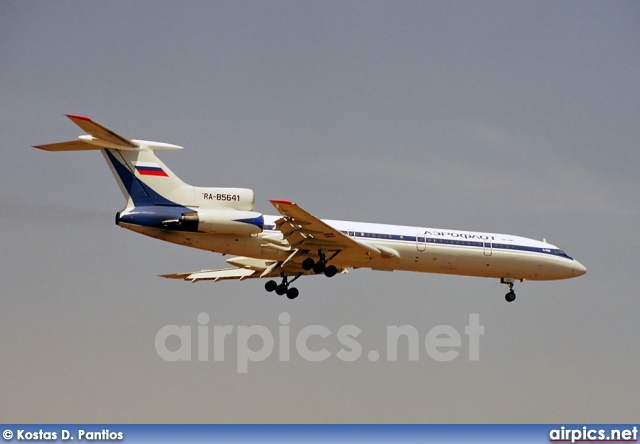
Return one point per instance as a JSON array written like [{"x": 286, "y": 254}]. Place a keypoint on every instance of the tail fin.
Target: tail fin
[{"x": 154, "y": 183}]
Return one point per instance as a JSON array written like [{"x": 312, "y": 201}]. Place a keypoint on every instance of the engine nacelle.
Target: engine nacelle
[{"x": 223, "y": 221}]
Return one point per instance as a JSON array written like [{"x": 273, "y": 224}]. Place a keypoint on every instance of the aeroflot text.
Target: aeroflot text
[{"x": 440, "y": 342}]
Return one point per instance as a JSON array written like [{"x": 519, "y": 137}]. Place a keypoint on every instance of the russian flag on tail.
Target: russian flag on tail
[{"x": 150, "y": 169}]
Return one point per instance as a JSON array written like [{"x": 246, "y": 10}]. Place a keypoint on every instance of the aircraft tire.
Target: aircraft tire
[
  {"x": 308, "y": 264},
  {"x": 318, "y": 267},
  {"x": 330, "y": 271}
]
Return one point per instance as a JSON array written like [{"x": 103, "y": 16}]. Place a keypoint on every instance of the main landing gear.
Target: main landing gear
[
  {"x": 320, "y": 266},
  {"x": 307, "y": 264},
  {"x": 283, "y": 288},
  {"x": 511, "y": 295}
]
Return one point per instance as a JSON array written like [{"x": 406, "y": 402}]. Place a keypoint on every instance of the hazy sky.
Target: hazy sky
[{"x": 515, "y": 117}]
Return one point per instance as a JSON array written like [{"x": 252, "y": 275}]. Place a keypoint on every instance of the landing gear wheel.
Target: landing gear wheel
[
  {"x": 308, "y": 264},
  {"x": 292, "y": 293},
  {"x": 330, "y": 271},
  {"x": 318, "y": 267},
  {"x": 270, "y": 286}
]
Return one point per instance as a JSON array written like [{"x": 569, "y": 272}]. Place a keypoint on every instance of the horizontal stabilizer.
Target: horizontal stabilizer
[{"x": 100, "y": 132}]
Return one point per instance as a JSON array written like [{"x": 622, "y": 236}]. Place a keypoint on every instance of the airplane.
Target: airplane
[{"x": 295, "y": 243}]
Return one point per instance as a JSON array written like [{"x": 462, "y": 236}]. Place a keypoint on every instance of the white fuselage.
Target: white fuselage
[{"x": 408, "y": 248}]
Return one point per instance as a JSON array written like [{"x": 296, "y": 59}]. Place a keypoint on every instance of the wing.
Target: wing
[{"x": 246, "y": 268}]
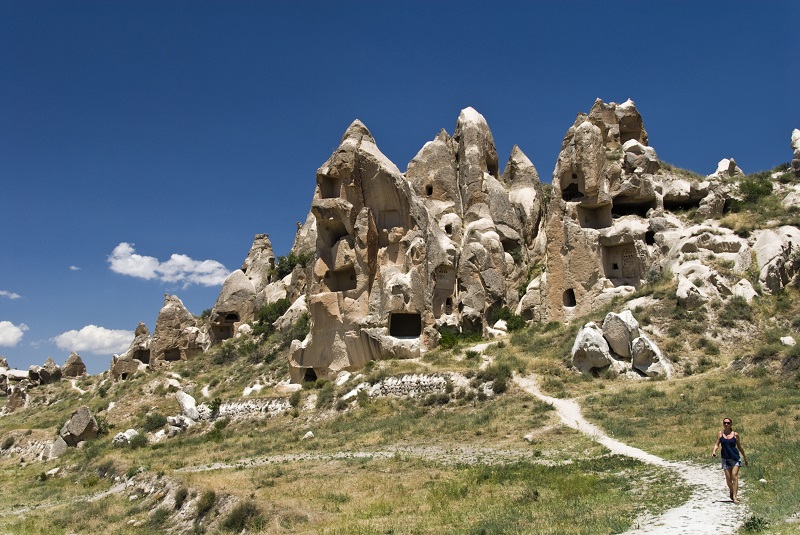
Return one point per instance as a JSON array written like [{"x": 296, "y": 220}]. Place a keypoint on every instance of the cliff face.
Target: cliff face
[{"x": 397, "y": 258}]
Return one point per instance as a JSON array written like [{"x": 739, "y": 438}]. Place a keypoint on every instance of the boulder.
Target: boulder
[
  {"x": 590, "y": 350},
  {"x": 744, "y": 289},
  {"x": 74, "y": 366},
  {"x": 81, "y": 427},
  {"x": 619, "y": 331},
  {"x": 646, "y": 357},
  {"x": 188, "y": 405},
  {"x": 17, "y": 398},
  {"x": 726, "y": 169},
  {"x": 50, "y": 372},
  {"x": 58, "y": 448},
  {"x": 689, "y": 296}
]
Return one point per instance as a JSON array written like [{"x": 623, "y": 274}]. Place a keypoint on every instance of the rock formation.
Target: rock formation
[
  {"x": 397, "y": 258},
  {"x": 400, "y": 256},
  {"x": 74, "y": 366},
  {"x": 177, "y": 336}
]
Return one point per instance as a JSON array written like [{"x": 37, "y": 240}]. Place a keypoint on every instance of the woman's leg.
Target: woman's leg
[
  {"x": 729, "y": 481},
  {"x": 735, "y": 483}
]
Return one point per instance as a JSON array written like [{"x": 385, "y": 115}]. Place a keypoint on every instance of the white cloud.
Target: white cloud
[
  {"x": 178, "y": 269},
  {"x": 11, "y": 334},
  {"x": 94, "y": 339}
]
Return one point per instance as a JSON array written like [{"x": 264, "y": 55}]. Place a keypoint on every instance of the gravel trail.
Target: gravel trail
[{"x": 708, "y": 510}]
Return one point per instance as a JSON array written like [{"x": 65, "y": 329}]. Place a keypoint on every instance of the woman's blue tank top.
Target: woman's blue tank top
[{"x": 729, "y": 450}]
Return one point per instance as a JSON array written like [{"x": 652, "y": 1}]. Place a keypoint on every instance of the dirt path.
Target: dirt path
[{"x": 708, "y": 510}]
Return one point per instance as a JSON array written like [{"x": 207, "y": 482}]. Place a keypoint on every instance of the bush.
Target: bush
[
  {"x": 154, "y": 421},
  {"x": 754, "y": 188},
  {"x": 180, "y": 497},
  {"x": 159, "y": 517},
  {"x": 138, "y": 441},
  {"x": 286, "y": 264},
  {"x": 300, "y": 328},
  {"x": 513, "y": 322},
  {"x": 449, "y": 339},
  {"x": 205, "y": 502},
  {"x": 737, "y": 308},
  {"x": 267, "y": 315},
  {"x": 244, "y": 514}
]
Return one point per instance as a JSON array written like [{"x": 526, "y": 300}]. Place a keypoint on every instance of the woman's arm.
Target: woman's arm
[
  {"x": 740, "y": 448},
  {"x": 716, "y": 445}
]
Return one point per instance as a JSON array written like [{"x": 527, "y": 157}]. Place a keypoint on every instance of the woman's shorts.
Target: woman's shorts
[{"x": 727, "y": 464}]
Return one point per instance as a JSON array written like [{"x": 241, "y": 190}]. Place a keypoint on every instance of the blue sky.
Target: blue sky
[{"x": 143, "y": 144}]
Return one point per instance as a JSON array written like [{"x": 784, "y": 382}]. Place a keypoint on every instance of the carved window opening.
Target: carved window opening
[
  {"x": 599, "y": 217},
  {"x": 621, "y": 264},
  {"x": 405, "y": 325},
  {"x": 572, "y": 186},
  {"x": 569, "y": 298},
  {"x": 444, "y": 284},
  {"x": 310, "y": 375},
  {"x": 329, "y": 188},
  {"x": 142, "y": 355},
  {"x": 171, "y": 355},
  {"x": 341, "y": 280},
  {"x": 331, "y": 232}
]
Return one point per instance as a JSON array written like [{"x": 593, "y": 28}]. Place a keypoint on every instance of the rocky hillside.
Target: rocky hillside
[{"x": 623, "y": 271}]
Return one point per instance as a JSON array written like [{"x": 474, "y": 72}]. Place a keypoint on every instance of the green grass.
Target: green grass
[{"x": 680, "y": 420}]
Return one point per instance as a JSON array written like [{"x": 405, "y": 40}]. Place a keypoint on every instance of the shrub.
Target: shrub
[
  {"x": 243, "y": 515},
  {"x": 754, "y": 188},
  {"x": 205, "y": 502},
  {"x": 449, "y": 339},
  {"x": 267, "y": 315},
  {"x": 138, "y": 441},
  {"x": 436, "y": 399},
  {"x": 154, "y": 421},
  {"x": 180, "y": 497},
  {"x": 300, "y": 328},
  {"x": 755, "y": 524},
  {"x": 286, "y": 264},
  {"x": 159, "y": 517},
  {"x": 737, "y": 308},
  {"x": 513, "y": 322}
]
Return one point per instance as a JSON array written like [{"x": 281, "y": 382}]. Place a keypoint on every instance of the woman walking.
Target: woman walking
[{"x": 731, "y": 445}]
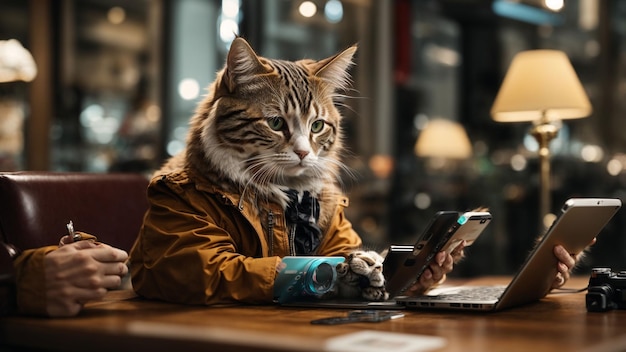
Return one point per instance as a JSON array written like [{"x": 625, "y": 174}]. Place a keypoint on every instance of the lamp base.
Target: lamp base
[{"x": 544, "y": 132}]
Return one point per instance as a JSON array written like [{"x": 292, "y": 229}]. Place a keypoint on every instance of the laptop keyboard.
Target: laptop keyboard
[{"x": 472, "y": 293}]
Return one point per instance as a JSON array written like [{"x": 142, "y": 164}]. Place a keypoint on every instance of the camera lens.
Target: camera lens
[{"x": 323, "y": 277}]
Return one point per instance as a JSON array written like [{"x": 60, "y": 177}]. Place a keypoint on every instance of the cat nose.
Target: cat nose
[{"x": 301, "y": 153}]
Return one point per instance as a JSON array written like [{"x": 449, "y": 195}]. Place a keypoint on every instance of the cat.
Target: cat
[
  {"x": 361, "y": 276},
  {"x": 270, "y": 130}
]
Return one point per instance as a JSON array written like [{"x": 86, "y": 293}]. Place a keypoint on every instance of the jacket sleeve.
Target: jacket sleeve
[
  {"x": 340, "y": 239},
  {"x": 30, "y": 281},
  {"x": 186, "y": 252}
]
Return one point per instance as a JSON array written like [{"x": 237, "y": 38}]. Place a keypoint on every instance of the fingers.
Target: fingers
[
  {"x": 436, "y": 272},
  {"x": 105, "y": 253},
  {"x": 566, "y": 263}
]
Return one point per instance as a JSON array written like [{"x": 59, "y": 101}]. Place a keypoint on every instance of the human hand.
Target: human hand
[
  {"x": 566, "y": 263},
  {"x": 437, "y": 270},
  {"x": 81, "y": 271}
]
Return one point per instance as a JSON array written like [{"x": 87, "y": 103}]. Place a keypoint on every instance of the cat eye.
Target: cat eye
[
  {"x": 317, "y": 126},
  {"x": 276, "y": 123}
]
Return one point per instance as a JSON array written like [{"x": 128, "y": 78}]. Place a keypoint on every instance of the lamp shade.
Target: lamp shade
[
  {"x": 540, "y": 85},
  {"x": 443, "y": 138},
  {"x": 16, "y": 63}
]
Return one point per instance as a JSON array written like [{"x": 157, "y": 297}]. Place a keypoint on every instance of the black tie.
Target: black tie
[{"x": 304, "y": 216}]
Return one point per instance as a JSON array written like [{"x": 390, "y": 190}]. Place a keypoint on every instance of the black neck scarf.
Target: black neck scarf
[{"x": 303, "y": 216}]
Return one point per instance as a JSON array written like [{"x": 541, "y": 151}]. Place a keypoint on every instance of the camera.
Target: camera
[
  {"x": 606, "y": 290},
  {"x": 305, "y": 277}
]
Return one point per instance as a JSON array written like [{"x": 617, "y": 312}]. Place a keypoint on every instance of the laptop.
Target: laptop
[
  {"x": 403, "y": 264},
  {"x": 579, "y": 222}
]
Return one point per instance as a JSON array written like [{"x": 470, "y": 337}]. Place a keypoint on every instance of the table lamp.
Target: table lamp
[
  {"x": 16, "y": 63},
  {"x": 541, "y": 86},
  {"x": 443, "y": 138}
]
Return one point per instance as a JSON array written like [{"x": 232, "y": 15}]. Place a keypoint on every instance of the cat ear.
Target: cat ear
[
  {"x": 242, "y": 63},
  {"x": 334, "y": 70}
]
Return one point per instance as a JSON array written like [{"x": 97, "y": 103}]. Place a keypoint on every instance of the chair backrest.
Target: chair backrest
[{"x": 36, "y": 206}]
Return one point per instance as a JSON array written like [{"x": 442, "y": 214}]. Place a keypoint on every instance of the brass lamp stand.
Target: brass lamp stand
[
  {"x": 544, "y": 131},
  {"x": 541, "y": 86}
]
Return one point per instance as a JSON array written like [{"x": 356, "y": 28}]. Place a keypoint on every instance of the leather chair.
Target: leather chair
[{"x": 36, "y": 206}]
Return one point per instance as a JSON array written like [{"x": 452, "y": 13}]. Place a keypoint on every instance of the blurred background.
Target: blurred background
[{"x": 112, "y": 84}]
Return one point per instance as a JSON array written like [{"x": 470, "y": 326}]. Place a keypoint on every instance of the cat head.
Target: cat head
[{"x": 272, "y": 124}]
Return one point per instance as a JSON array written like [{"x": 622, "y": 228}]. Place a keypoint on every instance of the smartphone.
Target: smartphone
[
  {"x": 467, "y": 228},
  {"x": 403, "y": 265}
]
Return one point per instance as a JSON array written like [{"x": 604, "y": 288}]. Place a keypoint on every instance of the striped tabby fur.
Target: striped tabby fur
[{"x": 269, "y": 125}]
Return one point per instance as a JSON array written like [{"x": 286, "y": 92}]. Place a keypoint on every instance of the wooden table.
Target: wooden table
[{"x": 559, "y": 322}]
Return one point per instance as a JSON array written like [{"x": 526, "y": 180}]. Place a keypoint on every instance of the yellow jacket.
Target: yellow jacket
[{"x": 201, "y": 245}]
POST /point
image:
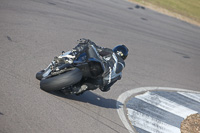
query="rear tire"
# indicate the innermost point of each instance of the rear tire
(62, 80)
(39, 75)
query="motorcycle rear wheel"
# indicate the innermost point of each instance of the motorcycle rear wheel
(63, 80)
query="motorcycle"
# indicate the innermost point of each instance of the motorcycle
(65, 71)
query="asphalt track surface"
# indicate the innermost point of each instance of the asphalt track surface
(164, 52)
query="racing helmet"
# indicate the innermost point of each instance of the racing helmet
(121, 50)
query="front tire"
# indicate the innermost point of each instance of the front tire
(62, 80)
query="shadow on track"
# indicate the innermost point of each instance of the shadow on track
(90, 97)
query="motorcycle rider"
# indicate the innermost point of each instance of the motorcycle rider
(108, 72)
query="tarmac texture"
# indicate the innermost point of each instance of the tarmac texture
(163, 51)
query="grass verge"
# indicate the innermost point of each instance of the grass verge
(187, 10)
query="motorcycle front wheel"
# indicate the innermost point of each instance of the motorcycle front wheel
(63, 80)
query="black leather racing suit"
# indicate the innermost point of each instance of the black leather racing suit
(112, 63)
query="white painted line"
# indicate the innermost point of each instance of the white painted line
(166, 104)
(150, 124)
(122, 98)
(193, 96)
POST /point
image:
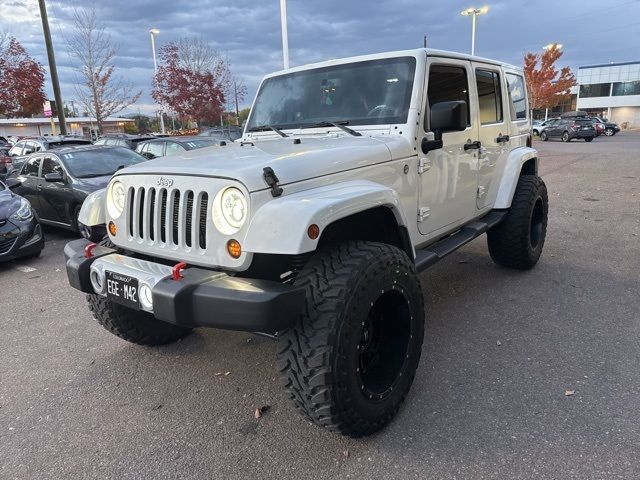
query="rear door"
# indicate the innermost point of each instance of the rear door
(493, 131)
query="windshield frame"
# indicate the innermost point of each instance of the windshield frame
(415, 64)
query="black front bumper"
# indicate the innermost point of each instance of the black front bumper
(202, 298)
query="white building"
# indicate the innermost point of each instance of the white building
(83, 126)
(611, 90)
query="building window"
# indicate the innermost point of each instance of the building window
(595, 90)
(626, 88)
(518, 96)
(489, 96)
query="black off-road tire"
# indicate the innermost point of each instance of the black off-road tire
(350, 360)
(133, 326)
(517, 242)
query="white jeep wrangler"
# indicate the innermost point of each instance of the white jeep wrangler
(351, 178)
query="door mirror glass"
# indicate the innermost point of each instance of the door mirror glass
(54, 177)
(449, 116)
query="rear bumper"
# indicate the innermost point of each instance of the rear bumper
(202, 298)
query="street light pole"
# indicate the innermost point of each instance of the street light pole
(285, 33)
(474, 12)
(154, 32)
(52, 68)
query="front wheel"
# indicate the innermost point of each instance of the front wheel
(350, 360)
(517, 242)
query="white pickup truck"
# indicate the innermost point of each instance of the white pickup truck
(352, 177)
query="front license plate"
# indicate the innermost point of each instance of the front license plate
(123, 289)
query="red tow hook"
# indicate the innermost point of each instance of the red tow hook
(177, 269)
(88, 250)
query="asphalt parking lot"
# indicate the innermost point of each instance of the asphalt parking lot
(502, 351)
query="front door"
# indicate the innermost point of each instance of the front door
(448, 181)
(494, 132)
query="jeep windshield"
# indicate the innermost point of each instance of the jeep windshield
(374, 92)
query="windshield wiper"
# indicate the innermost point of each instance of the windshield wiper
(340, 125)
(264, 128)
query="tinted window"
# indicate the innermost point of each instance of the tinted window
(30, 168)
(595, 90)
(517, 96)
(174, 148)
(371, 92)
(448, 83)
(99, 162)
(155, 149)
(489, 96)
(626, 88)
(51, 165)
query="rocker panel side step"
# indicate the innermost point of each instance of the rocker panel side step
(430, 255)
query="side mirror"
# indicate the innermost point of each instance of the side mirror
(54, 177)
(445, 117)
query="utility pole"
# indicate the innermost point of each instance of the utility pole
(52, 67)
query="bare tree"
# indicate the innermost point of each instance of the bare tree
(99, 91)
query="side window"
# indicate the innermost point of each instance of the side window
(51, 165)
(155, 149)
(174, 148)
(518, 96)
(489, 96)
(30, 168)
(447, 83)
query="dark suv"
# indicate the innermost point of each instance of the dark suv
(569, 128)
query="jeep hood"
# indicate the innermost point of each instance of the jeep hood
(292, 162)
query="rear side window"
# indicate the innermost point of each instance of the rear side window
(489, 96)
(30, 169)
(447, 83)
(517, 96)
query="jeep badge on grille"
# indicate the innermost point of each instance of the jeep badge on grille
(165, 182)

════════════════════

■ **Work to complete**
Restate each line from the start of the listing through the line bearing "the aeroflot text." word for word. Drop the pictures.

■ **Exercise result**
Return one point per instance as a JSON array written like [{"x": 286, "y": 254}]. Place a keypoint on every instance of the tail fin.
Target: tail fin
[{"x": 154, "y": 183}]
Return one point per instance as a JSON array written like [{"x": 312, "y": 201}]. Place a keypoint on every instance of the engine nacelle.
Target: engine nacelle
[{"x": 223, "y": 221}]
Return one point per instance as a JSON array written like [{"x": 273, "y": 224}]. Place a keypoint on every instance of the aeroflot text.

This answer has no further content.